_Point placement rows_.

________________________________________

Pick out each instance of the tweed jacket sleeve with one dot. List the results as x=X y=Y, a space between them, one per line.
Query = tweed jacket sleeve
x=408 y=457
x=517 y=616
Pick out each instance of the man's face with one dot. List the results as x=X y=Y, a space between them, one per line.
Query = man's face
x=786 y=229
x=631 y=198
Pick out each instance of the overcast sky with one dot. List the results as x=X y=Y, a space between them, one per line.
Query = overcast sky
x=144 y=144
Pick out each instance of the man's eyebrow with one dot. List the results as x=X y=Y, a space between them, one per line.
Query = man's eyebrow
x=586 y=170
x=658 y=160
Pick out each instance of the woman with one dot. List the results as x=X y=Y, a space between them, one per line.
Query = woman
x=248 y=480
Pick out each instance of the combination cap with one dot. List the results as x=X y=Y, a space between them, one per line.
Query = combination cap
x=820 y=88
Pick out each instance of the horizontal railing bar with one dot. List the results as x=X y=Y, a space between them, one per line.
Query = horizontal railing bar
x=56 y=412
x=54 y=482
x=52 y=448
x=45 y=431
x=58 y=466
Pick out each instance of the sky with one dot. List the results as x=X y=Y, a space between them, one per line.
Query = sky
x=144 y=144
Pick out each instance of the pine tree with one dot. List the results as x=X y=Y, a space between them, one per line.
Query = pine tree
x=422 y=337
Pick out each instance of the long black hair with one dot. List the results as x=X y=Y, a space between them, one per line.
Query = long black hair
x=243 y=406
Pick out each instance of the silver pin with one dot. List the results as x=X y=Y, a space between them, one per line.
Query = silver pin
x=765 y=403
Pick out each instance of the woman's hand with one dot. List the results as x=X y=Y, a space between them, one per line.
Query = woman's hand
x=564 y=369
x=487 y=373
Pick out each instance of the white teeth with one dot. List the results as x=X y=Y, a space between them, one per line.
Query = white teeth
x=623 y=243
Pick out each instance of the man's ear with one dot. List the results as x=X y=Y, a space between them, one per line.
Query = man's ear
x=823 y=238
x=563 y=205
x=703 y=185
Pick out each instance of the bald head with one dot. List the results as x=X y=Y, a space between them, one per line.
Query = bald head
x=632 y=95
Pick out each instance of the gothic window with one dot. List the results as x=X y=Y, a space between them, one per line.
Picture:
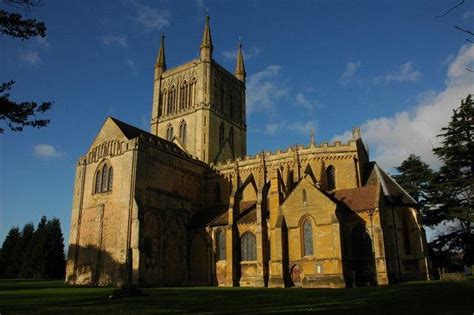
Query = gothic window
x=222 y=96
x=105 y=176
x=221 y=134
x=169 y=133
x=103 y=179
x=217 y=193
x=110 y=180
x=231 y=105
x=248 y=244
x=220 y=241
x=98 y=177
x=182 y=132
x=231 y=137
x=331 y=177
x=307 y=238
x=406 y=236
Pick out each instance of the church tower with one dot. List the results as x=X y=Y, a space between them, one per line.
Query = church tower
x=200 y=106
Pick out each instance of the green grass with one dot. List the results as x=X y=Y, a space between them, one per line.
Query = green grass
x=52 y=297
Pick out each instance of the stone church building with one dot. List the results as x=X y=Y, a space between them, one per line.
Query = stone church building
x=184 y=204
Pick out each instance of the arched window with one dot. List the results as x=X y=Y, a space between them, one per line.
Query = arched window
x=105 y=177
x=331 y=177
x=248 y=247
x=221 y=134
x=307 y=238
x=182 y=132
x=406 y=236
x=220 y=245
x=231 y=137
x=98 y=178
x=169 y=133
x=111 y=179
x=217 y=193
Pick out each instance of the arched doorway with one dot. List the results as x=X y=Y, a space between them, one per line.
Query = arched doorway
x=198 y=261
x=296 y=275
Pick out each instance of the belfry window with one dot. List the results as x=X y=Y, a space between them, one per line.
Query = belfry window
x=182 y=132
x=248 y=246
x=221 y=134
x=331 y=177
x=169 y=133
x=231 y=137
x=103 y=179
x=220 y=245
x=307 y=238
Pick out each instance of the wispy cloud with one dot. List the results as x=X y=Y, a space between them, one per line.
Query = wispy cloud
x=47 y=152
x=264 y=88
x=349 y=73
x=404 y=73
x=249 y=53
x=302 y=101
x=42 y=42
x=392 y=139
x=114 y=40
x=299 y=127
x=30 y=57
x=468 y=15
x=150 y=17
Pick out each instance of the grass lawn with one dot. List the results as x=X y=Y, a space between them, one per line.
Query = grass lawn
x=52 y=297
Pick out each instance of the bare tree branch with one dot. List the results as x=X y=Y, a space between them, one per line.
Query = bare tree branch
x=451 y=9
x=464 y=30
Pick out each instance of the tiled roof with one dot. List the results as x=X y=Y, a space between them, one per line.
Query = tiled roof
x=361 y=198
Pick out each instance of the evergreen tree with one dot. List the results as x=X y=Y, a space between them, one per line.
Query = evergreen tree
x=416 y=177
x=11 y=253
x=455 y=184
x=28 y=243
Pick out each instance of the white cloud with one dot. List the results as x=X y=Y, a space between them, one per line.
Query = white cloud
x=46 y=152
x=392 y=139
x=351 y=69
x=111 y=40
x=252 y=52
x=302 y=101
x=300 y=127
x=151 y=17
x=30 y=57
x=405 y=73
x=264 y=88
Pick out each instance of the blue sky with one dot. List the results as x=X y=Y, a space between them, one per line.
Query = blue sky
x=389 y=67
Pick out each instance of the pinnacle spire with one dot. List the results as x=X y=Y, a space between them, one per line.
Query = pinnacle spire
x=160 y=60
x=206 y=43
x=239 y=65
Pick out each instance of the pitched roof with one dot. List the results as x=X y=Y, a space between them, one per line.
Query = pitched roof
x=361 y=198
x=392 y=191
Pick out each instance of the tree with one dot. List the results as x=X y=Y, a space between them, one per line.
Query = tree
x=455 y=184
x=416 y=178
x=19 y=115
x=11 y=255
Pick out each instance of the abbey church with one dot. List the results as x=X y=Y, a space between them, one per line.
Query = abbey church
x=183 y=204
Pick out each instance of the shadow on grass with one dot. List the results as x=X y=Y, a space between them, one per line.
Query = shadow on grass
x=421 y=297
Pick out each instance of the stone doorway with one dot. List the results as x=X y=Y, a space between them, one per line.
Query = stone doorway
x=295 y=275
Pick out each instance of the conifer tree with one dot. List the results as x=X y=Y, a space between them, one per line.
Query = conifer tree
x=455 y=184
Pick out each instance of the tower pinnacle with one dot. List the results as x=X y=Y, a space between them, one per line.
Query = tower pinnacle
x=206 y=43
x=239 y=66
x=160 y=65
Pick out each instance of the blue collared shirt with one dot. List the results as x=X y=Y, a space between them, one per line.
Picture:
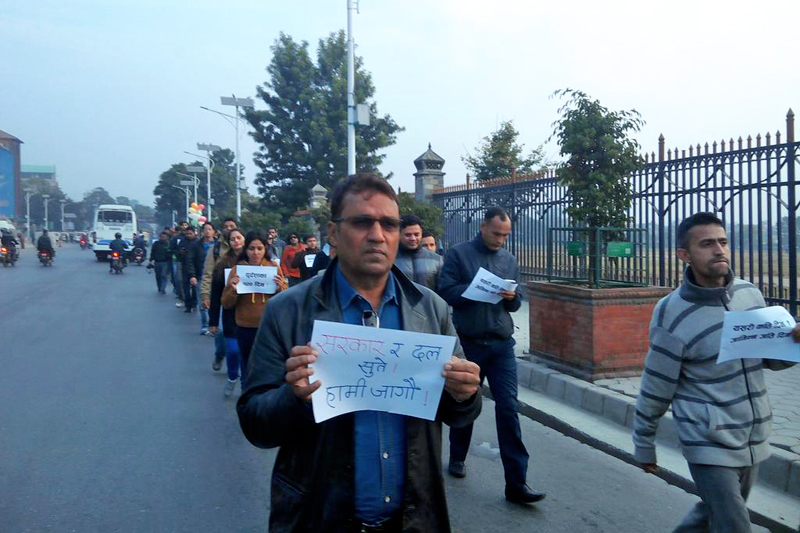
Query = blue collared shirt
x=380 y=438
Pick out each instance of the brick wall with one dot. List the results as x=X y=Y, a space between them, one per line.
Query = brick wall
x=598 y=332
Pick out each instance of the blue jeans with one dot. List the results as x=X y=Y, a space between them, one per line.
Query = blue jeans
x=219 y=345
x=177 y=280
x=723 y=491
x=499 y=366
x=232 y=358
x=246 y=338
x=162 y=273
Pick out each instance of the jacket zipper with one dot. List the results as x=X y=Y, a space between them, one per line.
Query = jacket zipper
x=749 y=398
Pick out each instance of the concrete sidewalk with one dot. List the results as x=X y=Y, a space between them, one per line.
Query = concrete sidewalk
x=601 y=415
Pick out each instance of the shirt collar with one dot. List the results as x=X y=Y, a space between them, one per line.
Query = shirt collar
x=347 y=292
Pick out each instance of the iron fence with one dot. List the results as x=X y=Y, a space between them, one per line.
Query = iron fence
x=750 y=184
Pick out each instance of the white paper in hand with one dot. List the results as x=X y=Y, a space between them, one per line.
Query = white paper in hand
x=486 y=287
x=363 y=368
x=762 y=333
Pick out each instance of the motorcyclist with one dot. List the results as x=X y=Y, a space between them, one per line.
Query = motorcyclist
x=45 y=244
x=139 y=242
x=9 y=242
x=119 y=246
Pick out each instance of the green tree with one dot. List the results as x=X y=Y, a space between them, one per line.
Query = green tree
x=299 y=225
x=430 y=215
x=302 y=132
x=254 y=217
x=499 y=154
x=600 y=157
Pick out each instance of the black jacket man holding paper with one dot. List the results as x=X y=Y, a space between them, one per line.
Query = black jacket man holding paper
x=485 y=331
x=324 y=472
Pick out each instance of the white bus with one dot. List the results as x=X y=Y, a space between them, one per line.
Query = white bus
x=110 y=219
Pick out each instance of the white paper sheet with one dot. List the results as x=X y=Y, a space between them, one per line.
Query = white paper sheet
x=761 y=333
x=364 y=368
x=486 y=287
x=256 y=279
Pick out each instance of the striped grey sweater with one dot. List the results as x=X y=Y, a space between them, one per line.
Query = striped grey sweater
x=722 y=411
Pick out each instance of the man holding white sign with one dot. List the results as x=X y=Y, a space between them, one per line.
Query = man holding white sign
x=366 y=470
x=721 y=407
x=485 y=328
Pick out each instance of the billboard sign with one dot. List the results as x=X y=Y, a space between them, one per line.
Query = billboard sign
x=6 y=182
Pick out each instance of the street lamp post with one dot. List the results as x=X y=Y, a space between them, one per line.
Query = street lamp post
x=237 y=103
x=62 y=202
x=28 y=193
x=46 y=200
x=207 y=170
x=193 y=182
x=185 y=189
x=209 y=148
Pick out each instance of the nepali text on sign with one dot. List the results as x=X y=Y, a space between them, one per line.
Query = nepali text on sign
x=256 y=279
x=763 y=333
x=364 y=368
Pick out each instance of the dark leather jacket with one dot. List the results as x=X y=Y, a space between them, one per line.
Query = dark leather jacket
x=313 y=478
x=421 y=266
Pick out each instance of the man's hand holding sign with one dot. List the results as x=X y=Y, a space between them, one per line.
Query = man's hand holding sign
x=363 y=368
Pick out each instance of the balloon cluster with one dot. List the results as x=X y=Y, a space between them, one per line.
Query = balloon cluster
x=195 y=214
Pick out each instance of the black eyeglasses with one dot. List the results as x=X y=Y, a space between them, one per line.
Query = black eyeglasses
x=370 y=319
x=366 y=223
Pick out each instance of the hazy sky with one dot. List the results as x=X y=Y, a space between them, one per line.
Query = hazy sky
x=109 y=91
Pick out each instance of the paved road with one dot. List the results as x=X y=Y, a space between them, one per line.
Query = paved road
x=112 y=420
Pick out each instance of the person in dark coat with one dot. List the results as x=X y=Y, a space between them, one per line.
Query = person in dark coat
x=319 y=482
x=486 y=332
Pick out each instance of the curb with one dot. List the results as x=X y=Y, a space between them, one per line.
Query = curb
x=780 y=472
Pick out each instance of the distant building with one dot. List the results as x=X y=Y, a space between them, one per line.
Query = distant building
x=43 y=172
x=429 y=175
x=10 y=187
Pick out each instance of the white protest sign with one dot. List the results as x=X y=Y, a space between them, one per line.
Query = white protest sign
x=364 y=368
x=763 y=333
x=258 y=279
x=486 y=287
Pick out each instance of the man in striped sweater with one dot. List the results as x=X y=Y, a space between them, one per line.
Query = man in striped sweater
x=722 y=411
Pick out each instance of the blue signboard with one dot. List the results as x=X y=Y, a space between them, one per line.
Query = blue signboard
x=6 y=182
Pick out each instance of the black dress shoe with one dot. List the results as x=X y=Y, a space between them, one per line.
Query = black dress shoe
x=457 y=469
x=523 y=494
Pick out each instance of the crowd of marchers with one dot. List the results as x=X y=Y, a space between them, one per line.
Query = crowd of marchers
x=374 y=471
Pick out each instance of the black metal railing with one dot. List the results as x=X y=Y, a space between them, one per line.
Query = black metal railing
x=750 y=184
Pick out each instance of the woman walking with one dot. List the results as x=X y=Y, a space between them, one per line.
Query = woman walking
x=226 y=261
x=249 y=307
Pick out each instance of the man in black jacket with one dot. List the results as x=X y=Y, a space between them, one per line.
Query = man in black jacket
x=343 y=475
x=419 y=264
x=189 y=292
x=159 y=259
x=486 y=333
x=305 y=260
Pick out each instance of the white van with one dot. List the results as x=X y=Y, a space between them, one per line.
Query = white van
x=110 y=219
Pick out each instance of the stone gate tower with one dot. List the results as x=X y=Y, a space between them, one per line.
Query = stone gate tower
x=429 y=175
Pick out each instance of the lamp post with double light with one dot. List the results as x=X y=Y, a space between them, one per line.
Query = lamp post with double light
x=237 y=103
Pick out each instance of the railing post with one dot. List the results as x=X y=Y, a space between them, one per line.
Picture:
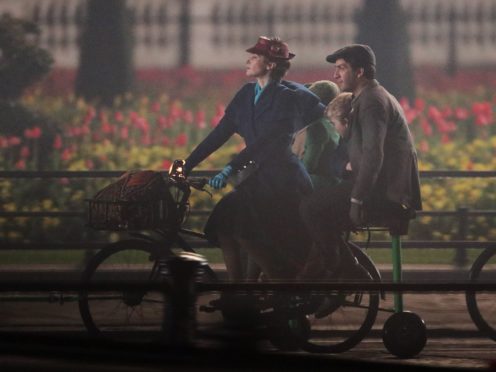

________________________________________

_TASK DESCRIPTION_. Repeat the rows word for word, from the line that contains "Pick out each instance of the stone gate" through the end of the rows. Leave the pictures out.

_WRITTEN SOLUTION_.
Pick out each instance of the stone gate tower with one dot. List the results as x=X y=Y, a space between them, one per line.
Query = stone gate tower
x=429 y=175
Pick out each instance of the lamp post with double light with one dot. List the results as x=X y=Y, a space between them, one per line.
Query = lamp post with double light
x=237 y=103
Pick out each instance of the railing post with one dot. List the results as x=X y=Y, a space between them, one per line.
Picture:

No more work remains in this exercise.